====== SOURCE DATA ======
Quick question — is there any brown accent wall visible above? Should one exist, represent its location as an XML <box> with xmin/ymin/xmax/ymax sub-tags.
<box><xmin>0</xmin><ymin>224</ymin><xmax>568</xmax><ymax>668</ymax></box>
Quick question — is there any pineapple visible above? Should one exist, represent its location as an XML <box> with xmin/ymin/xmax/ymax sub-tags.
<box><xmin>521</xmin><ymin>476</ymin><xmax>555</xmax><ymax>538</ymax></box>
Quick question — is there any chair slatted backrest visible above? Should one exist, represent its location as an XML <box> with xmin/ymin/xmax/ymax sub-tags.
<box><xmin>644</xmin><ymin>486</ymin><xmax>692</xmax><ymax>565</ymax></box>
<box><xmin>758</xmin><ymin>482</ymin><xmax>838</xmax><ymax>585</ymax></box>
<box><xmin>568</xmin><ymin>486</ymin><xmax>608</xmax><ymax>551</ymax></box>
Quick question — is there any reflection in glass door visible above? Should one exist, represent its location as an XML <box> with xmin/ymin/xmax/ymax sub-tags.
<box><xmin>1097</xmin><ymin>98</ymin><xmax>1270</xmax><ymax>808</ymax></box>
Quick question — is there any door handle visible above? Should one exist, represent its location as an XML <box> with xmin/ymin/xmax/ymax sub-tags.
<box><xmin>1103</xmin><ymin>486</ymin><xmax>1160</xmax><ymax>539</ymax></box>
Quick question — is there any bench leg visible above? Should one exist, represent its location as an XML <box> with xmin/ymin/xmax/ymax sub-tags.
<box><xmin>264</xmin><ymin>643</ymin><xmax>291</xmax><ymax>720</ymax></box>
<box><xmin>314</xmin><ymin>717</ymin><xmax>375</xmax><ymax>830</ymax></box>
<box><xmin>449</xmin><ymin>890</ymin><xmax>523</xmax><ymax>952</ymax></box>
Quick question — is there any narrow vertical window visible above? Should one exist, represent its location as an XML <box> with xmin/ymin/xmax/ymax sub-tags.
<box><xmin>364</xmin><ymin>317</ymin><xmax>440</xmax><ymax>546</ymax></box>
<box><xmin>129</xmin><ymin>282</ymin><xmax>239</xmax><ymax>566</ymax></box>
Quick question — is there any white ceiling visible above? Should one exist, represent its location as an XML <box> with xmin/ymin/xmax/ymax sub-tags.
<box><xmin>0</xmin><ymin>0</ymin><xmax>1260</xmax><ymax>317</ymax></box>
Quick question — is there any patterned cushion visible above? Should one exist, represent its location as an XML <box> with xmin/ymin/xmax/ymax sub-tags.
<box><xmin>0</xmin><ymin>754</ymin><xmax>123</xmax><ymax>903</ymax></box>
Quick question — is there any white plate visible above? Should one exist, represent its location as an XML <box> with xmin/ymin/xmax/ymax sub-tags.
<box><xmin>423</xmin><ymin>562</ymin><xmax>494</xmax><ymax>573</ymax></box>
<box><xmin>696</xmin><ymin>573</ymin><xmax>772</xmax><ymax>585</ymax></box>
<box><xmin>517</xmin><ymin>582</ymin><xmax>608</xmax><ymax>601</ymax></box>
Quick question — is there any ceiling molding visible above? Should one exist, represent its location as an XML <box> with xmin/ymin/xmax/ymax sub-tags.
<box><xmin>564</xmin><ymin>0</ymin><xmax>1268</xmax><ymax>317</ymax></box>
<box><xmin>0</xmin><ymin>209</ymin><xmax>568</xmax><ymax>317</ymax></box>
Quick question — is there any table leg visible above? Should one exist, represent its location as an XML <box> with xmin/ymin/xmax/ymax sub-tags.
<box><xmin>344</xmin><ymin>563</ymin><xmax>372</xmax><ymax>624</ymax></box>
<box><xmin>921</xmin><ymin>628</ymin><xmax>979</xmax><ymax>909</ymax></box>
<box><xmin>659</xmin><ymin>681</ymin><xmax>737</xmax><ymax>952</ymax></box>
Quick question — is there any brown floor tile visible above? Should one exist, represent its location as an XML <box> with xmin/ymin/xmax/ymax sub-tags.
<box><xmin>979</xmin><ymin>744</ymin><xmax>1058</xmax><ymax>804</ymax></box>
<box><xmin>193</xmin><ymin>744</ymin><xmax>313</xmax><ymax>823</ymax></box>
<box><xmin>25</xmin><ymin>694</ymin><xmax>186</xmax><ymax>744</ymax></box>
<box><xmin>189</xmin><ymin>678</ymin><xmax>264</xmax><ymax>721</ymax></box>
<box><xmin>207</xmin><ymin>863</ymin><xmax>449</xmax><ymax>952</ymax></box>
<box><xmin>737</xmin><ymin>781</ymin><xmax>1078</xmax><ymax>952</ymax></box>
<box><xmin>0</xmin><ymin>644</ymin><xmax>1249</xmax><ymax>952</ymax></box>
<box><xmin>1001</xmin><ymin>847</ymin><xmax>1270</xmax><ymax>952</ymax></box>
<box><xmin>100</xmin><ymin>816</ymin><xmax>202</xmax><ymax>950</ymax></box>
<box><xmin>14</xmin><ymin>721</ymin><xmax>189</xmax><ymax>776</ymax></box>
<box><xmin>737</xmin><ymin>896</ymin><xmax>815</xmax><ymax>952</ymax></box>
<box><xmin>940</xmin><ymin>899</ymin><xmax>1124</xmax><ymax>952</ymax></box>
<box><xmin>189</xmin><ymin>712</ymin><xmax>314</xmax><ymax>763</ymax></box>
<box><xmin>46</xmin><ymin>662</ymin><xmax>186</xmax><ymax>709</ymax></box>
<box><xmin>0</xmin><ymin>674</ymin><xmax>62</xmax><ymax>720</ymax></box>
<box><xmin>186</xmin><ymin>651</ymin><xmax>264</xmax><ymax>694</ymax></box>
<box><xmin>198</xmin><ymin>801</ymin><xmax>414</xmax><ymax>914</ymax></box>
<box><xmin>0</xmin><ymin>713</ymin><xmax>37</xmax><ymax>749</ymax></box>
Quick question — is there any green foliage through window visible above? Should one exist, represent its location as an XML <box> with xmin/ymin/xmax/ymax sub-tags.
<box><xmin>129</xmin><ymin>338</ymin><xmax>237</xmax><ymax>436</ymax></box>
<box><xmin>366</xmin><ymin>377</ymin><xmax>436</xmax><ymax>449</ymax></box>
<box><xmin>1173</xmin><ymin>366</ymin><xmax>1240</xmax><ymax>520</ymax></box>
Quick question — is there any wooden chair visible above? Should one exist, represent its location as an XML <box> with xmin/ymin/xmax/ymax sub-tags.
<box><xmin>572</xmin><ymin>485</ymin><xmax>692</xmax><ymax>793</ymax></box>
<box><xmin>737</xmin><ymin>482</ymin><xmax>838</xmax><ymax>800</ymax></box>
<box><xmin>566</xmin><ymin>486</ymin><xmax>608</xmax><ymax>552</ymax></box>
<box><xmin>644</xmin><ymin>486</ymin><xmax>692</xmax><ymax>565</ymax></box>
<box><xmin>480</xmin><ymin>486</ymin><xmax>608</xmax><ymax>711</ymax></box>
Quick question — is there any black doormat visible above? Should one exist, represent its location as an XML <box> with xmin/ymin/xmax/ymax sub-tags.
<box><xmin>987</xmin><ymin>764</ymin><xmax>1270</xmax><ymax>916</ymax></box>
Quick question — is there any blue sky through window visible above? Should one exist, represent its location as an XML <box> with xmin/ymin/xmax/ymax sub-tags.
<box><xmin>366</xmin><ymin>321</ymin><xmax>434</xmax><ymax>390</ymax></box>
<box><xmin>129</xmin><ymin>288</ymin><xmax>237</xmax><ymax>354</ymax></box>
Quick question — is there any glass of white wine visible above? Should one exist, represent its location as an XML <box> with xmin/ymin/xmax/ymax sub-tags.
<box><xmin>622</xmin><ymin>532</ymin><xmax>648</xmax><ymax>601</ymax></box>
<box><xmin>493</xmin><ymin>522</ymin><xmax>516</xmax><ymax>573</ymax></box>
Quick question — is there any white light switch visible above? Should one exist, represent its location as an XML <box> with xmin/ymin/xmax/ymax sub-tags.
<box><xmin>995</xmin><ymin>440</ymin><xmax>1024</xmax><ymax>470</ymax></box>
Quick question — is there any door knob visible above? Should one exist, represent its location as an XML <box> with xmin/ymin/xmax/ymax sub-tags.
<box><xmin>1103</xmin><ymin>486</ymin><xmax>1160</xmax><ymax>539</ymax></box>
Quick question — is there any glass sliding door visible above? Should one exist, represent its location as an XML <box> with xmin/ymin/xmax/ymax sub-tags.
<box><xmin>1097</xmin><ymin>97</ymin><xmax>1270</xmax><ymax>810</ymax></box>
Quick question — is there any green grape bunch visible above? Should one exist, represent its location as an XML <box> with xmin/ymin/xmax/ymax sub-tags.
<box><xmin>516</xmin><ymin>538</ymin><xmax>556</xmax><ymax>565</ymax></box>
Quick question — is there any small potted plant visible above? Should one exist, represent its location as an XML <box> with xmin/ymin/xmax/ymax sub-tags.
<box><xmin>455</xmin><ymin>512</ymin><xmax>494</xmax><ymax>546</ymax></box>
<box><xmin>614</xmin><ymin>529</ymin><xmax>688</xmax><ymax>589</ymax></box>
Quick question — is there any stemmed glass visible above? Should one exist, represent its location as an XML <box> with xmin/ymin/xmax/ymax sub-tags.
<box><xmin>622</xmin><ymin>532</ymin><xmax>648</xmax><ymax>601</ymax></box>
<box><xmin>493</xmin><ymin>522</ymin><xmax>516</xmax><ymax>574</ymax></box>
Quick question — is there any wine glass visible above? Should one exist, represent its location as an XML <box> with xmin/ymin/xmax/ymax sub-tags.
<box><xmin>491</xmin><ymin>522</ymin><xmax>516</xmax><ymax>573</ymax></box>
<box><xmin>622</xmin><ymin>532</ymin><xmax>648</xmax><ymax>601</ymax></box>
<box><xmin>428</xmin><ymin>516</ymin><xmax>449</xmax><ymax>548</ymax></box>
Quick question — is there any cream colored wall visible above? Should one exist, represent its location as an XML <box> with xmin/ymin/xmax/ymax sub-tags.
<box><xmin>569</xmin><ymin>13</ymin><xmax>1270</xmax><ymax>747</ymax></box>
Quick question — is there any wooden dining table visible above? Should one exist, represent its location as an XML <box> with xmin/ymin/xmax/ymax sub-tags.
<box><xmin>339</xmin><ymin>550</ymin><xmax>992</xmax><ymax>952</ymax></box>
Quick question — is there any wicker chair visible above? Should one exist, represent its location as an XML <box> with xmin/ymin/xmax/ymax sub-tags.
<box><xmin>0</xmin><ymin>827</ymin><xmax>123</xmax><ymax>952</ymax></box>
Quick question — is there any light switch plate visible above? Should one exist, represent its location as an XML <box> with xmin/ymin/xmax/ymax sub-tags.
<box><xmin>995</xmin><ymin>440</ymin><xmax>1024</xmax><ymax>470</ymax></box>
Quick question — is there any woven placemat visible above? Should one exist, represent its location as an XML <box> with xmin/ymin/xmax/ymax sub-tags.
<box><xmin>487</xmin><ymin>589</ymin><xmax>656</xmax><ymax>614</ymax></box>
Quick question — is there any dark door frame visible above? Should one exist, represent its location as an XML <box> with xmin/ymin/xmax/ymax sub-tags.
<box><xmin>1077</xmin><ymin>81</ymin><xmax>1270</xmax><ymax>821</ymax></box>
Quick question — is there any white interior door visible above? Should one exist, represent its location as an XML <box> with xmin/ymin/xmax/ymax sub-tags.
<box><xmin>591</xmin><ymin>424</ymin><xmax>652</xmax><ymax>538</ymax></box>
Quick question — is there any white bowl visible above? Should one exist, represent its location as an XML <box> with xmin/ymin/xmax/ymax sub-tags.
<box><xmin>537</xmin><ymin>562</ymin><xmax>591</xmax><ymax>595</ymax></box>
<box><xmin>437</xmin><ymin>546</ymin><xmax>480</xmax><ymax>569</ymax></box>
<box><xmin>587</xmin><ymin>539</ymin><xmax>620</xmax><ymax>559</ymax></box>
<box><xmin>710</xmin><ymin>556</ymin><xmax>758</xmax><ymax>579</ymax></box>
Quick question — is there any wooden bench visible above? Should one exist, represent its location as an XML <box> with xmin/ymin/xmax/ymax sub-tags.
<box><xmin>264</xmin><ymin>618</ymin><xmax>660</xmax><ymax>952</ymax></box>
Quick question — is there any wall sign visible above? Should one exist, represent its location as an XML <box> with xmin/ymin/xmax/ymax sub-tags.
======
**PROBLEM DETAILS**
Rewrite every line of the records from the one containing "Quick question — is there any white interior" through the end, both included, with the requests kept unchanged. Scale each box coordinate in the answers by 2.1, rounding to whole numbers with halves going up.

**CORRECT RESPONSE**
Quick question — is there any white interior door visible above? Should one exist, represent its location as an XML <box> with xmin/ymin/xmax/ymax sub-tags.
<box><xmin>1241</xmin><ymin>890</ymin><xmax>1369</xmax><ymax>1130</ymax></box>
Quick question — is there any white bowl visible above? Should one exist, represent its location as an XML <box> with xmin/ymin/xmax/ymax sub-tags.
<box><xmin>1128</xmin><ymin>1180</ymin><xmax>1241</xmax><ymax>1250</ymax></box>
<box><xmin>918</xmin><ymin>1147</ymin><xmax>1008</xmax><ymax>1195</ymax></box>
<box><xmin>1233</xmin><ymin>1132</ymin><xmax>1302</xmax><ymax>1174</ymax></box>
<box><xmin>1491</xmin><ymin>1168</ymin><xmax>1592</xmax><ymax>1216</ymax></box>
Quick question — is there any wooden bench visible above? Should one exist, represent its location as an XML <box> with xmin/ymin/xmax/ymax sub-tags.
<box><xmin>554</xmin><ymin>1298</ymin><xmax>1386</xmax><ymax>1999</ymax></box>
Quick question — is there any wall sign visible above? Should one exist, represent its location as an XML <box> with xmin/ymin/xmax/ymax sub-tags.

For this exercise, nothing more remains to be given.